(Annotation dataset entries)
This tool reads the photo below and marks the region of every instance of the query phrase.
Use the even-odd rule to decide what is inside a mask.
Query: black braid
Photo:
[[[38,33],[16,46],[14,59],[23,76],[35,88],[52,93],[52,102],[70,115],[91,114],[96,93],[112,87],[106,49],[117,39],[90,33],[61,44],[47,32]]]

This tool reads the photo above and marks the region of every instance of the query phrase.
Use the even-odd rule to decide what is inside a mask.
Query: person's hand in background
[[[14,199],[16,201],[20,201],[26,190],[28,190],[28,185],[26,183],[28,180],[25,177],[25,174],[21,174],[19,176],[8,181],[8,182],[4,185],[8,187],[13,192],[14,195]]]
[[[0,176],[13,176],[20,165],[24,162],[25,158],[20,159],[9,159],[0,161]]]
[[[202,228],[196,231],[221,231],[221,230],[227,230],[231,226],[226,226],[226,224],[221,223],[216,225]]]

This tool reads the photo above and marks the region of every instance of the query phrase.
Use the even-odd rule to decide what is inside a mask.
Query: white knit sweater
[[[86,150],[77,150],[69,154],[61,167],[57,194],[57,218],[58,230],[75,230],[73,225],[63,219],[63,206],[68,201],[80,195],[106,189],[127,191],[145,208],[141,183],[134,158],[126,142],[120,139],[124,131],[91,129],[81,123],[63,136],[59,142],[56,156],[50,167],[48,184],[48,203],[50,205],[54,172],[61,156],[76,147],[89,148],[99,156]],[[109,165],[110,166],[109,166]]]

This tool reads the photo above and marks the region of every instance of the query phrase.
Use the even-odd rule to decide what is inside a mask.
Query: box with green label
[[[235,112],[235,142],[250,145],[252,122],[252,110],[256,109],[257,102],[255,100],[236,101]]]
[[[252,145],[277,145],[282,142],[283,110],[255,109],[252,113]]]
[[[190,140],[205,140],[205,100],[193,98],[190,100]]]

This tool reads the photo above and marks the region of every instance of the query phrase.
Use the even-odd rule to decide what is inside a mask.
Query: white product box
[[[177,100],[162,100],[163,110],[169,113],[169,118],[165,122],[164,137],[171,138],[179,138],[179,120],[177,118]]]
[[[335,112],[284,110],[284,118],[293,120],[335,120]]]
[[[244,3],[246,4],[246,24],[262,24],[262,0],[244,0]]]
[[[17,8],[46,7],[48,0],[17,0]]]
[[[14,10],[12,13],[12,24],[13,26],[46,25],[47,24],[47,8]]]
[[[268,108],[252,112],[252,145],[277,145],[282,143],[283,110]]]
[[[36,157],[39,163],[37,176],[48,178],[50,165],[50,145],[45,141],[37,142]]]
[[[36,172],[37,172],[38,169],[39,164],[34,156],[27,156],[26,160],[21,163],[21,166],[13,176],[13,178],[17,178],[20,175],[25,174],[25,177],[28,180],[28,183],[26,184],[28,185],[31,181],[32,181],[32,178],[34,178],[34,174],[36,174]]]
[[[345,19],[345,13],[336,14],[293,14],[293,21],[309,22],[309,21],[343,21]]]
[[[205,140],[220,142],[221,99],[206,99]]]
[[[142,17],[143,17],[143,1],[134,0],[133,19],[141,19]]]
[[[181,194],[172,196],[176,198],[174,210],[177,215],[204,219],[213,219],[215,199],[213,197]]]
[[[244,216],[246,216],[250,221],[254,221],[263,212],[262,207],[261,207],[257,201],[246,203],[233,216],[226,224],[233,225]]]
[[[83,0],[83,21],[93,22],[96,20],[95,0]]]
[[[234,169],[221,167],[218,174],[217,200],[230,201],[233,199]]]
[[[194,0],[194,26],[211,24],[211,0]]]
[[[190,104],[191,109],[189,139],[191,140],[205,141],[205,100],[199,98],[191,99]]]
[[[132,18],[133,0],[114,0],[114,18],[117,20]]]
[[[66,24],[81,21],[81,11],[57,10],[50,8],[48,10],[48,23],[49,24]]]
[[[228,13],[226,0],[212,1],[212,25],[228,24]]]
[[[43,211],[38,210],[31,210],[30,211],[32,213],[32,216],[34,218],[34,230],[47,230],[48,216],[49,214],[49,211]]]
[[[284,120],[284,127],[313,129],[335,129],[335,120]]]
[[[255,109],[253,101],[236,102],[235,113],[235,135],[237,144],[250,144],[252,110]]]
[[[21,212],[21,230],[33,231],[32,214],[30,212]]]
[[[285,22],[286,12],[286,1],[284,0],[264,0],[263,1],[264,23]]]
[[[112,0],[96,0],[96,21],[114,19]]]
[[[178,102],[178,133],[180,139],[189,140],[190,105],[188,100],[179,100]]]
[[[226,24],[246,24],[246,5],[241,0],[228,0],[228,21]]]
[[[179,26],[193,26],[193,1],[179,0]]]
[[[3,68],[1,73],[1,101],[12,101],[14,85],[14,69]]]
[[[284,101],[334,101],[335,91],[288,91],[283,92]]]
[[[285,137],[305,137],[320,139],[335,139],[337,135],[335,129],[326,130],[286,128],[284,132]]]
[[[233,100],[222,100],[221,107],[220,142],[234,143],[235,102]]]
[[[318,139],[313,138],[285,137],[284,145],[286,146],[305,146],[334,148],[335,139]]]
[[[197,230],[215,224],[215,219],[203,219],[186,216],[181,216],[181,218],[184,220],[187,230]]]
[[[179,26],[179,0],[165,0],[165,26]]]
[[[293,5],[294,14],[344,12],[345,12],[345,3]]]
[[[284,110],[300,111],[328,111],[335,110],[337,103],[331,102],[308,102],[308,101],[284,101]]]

**WRITTEN INSTRUCTION**.
Output all the data above as a numbered list with one line per item, skipping the blank lines.

**SOLUTION TO THIS TASK**.
1. This tool reads the photo below and marks the region of every instance of the query phrase.
2. Use the even-odd rule to decide what is inside a mask.
3. Query: black braid
4. Photo:
5. [[[38,33],[16,46],[14,59],[23,76],[35,88],[52,93],[52,102],[70,115],[91,114],[96,93],[112,87],[106,49],[117,39],[90,33],[61,44],[47,32]]]
6. This tool reads the photo above and marks the region of every instance of the query phrase.
7. Use the even-odd rule to decide what is inside a mask.
8. Query: person's hand in background
9. [[[14,199],[16,201],[20,201],[26,190],[28,190],[28,185],[26,183],[28,180],[25,177],[25,174],[21,174],[19,176],[8,181],[8,182],[4,185],[8,187],[13,192],[14,195]]]
10. [[[0,176],[13,176],[20,165],[24,162],[25,158],[20,159],[9,159],[0,161]]]
11. [[[202,228],[196,231],[221,231],[221,230],[227,230],[231,226],[226,226],[226,224],[221,223],[216,225]]]
12. This tool reads the photo above and marks the region of every instance of the query phrase.
13. Use the even-odd rule to decide what is inside a mask.
14. Query: white knit sweater
15. [[[86,150],[77,150],[69,154],[61,167],[57,194],[57,218],[58,230],[75,230],[73,225],[63,219],[63,206],[68,201],[80,195],[106,189],[127,191],[145,208],[141,183],[134,158],[126,142],[120,139],[124,131],[91,129],[81,123],[63,136],[59,142],[56,156],[50,167],[48,184],[48,203],[50,205],[54,172],[61,156],[76,147],[89,148],[99,156]],[[109,165],[110,166],[109,166]]]
16. This tool reads the photo above and marks the region of every instance of the query phrase.
17. Use the even-odd rule to decide what is inside a mask.
18. Query: box with green label
19. [[[235,112],[235,142],[250,145],[252,122],[252,110],[256,109],[257,102],[255,100],[236,101]]]
20. [[[252,145],[277,145],[282,142],[283,110],[255,109],[252,113]]]
21. [[[190,140],[205,140],[205,100],[193,98],[190,100]]]
22. This tool reads the photo above and marks the region of every instance of the query phrase.
23. Use the even-odd rule to decide what is inside a mask.
24. Query: white product box
25. [[[177,100],[162,100],[163,110],[169,113],[169,118],[165,122],[164,137],[171,138],[179,138],[179,120],[177,118]]]
26. [[[335,112],[284,110],[284,118],[293,120],[335,120]]]
27. [[[244,3],[246,4],[246,24],[262,24],[262,0],[244,0]]]
28. [[[17,8],[46,7],[48,0],[17,0]]]
29. [[[14,10],[12,13],[12,24],[13,26],[46,25],[47,24],[47,8]]]
30. [[[268,108],[252,112],[252,145],[277,145],[282,143],[283,110]]]
31. [[[36,157],[39,163],[37,176],[48,178],[50,165],[50,145],[45,141],[37,142]]]
32. [[[36,172],[37,172],[38,169],[39,164],[34,156],[27,156],[26,160],[21,163],[21,166],[13,176],[13,178],[17,178],[20,175],[25,174],[25,177],[28,180],[28,183],[26,184],[28,185],[31,181],[32,181],[32,178],[34,178],[34,174],[36,174]]]
33. [[[345,19],[345,13],[336,14],[293,14],[293,21],[309,22],[309,21],[343,21]]]
34. [[[205,140],[220,142],[221,99],[206,99]]]
35. [[[142,17],[143,17],[143,1],[134,0],[133,19],[141,19]]]
36. [[[181,194],[172,196],[176,198],[174,210],[177,215],[204,219],[213,219],[215,199],[213,197]]]
37. [[[244,216],[246,216],[250,221],[254,221],[263,212],[262,207],[261,207],[257,201],[246,203],[233,216],[226,224],[233,225]]]
38. [[[83,0],[83,21],[93,22],[96,20],[95,0]]]
39. [[[234,169],[221,167],[218,174],[217,200],[230,201],[233,199]]]
40. [[[194,0],[194,26],[211,24],[211,0]]]
41. [[[190,104],[191,109],[189,139],[191,140],[205,141],[205,100],[199,98],[191,99]]]
42. [[[132,18],[133,0],[114,0],[114,18],[117,20]]]
43. [[[66,24],[81,21],[81,11],[57,10],[50,8],[48,10],[48,23],[49,24]]]
44. [[[228,13],[226,0],[212,1],[212,25],[228,24]]]
45. [[[43,211],[38,210],[31,210],[30,211],[32,213],[32,216],[34,218],[34,230],[47,230],[48,216],[49,214],[49,211]]]
46. [[[284,120],[284,127],[313,129],[335,129],[335,120]]]
47. [[[255,109],[253,101],[236,102],[235,113],[235,135],[237,144],[250,144],[252,110]]]
48. [[[21,212],[21,230],[33,231],[32,214],[30,212]]]
49. [[[285,22],[286,12],[286,1],[284,0],[264,0],[263,1],[264,23]]]
50. [[[112,0],[96,0],[96,21],[114,19]]]
51. [[[178,102],[178,133],[180,139],[189,140],[190,105],[188,100],[179,100]]]
52. [[[226,24],[246,24],[246,5],[241,0],[228,0],[228,21]]]
53. [[[179,26],[193,26],[193,1],[179,0]]]
54. [[[3,68],[1,73],[1,101],[12,101],[14,85],[14,69]]]
55. [[[284,101],[334,101],[335,91],[288,91],[283,92]]]
56. [[[285,137],[305,137],[320,139],[335,139],[337,135],[335,129],[326,130],[286,128],[284,132]]]
57. [[[233,100],[222,100],[221,107],[220,142],[234,143],[235,102]]]
58. [[[318,139],[313,138],[285,137],[284,145],[286,146],[305,146],[334,148],[335,139]]]
59. [[[197,230],[215,224],[215,219],[203,219],[186,216],[181,216],[181,218],[184,220],[187,230]]]
60. [[[179,26],[179,0],[165,0],[165,26]]]
61. [[[293,5],[294,14],[344,12],[345,12],[345,3]]]
62. [[[284,110],[300,111],[328,111],[335,110],[337,103],[331,102],[308,102],[308,101],[284,101]]]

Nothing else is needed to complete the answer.